Exercise directions: Show every line of the records below that contains the string "surface", and treat uppercase and lowercase as different.

-- BEGIN Records provided --

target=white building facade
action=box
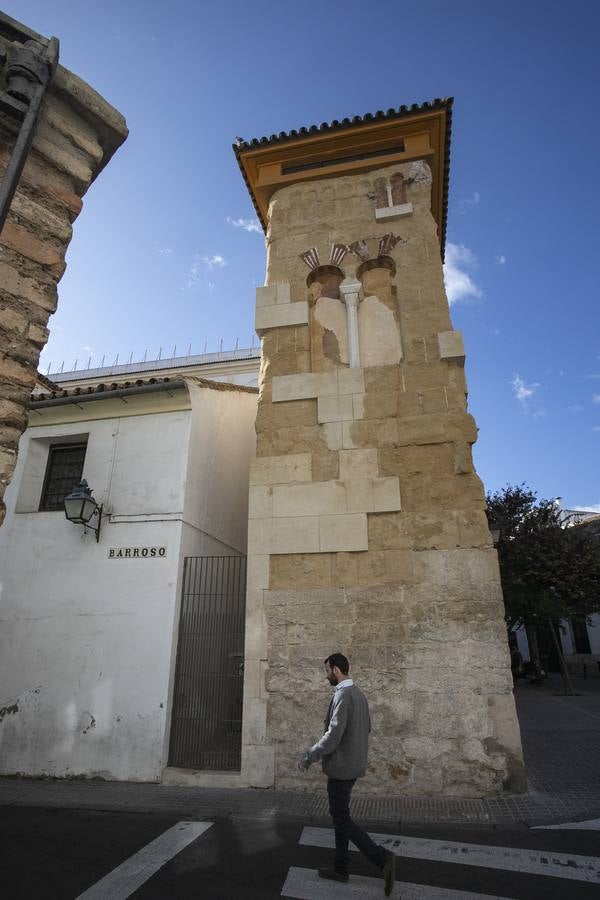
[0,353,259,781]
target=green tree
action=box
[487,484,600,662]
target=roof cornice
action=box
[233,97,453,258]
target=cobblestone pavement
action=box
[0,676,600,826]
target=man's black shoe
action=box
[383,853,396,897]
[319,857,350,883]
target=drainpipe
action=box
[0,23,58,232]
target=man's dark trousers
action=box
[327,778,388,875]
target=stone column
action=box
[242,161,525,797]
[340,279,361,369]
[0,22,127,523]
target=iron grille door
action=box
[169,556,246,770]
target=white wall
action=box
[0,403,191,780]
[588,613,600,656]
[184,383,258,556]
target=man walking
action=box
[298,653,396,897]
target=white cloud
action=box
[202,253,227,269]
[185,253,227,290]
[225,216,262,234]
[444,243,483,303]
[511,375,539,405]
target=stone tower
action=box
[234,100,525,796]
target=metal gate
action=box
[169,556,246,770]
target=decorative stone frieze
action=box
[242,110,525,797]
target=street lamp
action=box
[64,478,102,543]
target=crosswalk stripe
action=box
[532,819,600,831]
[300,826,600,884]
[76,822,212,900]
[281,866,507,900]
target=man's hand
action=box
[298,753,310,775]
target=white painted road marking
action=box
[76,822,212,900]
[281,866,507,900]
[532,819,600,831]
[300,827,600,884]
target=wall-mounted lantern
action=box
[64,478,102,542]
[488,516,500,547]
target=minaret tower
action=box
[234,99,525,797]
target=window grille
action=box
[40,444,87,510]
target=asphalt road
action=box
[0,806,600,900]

-- END Records provided --
-- BEGIN Records provided --

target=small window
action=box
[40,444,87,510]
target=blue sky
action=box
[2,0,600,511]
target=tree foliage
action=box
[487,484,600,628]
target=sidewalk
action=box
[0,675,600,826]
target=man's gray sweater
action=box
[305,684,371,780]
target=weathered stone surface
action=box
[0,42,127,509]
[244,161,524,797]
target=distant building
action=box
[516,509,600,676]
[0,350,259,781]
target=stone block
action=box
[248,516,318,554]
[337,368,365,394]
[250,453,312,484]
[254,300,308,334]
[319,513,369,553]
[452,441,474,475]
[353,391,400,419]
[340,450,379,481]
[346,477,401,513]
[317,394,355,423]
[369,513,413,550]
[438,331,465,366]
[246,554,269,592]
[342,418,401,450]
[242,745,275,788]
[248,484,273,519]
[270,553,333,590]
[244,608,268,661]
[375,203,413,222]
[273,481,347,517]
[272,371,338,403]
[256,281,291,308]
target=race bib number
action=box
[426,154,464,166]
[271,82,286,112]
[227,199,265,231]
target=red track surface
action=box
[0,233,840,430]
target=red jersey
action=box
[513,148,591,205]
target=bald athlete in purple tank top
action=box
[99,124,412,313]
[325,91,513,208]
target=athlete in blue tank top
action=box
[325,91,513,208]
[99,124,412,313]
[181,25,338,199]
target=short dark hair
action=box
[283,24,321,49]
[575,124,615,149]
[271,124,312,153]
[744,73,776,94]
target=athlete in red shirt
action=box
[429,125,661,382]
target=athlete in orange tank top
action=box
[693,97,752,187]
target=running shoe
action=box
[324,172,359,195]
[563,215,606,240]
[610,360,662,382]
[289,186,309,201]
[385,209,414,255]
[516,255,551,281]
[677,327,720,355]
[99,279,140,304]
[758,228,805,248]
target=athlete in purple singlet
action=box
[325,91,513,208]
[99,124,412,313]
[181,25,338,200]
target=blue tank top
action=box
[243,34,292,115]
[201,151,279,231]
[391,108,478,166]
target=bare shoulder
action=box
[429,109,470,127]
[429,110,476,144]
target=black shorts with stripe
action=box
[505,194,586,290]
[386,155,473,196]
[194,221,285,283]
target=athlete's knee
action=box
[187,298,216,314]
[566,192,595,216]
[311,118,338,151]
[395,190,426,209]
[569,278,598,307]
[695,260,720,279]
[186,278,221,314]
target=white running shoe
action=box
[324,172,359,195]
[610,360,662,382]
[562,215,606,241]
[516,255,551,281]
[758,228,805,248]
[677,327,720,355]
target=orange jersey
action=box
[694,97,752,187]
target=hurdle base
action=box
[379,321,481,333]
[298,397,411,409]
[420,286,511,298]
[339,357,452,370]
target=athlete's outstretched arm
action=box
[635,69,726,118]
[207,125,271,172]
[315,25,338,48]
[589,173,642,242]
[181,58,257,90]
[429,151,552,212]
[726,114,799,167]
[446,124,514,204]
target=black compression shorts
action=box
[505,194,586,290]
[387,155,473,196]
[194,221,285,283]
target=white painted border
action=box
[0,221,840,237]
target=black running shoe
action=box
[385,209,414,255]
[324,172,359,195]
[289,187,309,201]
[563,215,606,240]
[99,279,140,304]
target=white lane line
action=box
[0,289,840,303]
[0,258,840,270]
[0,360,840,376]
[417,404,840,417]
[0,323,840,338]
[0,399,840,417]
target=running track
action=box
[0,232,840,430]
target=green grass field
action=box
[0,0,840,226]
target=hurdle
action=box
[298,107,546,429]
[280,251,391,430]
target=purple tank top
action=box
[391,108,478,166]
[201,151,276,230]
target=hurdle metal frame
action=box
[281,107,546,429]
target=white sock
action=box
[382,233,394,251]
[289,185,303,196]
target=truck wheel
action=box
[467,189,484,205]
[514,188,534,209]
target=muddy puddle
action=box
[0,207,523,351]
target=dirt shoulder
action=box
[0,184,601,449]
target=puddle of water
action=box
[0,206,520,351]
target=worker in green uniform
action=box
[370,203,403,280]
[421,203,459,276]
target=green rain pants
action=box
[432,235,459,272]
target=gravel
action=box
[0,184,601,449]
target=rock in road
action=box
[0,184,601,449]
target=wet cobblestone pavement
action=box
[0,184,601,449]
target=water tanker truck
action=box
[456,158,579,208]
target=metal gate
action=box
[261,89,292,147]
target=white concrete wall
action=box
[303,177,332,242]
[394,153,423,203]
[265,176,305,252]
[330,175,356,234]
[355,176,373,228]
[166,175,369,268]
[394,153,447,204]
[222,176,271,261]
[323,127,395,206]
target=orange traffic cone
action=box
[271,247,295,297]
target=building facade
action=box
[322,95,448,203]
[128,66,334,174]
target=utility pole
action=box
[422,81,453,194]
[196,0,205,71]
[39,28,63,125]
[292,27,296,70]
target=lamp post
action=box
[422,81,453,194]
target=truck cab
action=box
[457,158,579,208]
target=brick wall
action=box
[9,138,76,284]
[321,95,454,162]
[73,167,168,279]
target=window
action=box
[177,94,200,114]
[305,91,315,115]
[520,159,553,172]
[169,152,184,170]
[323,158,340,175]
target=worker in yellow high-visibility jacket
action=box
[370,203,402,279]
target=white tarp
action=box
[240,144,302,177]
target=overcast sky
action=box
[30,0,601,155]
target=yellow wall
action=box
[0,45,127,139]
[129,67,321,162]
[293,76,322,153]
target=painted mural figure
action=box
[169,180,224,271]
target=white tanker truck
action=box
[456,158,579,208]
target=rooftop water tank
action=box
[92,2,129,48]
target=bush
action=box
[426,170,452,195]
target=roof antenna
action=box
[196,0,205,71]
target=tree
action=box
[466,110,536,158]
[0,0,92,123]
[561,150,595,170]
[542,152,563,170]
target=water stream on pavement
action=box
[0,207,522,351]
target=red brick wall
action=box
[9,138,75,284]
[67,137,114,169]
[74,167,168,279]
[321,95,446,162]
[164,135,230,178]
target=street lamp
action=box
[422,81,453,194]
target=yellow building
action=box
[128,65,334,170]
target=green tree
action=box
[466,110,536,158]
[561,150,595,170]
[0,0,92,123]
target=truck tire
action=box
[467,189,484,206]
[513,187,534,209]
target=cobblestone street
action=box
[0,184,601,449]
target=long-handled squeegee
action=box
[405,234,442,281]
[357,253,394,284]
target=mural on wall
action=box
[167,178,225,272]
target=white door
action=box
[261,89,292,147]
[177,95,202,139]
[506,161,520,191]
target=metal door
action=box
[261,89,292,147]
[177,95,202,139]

-- END Records provided --
-- BEGIN Records provided --

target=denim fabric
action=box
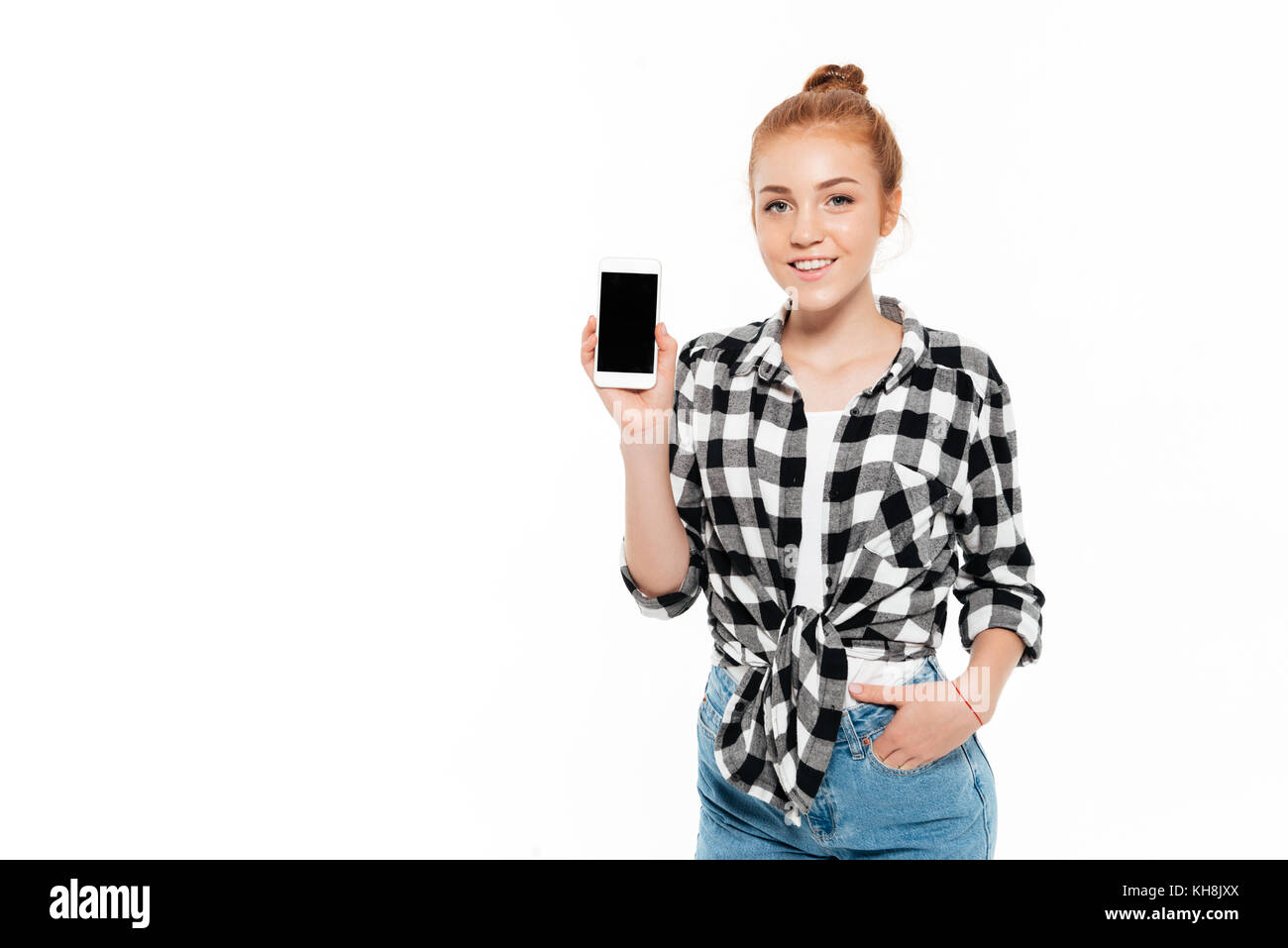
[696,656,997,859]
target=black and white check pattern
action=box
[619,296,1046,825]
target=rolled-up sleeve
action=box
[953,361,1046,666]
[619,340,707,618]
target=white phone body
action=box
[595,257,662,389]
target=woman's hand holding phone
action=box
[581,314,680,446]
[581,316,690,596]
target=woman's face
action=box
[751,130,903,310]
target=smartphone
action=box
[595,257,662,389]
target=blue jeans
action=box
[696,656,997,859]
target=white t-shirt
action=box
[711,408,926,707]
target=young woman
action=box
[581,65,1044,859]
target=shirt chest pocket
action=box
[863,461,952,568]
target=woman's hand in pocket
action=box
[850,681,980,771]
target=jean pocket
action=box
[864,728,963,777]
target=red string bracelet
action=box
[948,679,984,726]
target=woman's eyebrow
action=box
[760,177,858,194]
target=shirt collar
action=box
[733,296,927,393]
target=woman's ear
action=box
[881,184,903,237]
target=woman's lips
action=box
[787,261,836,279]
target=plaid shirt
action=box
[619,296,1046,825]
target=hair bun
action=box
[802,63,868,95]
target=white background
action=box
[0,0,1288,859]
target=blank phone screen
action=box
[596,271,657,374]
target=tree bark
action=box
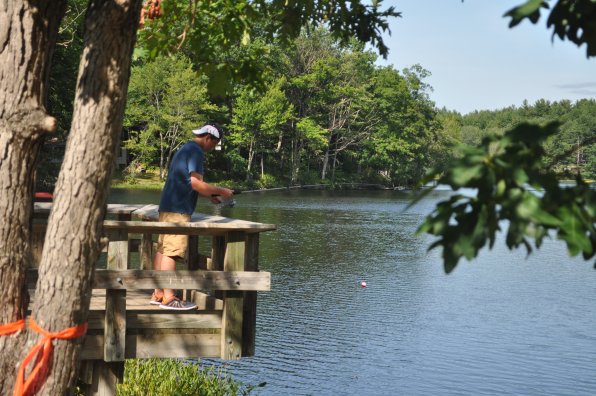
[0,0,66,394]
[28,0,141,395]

-- END Records provided --

Solution:
target=weathered stone surface
target=red track surface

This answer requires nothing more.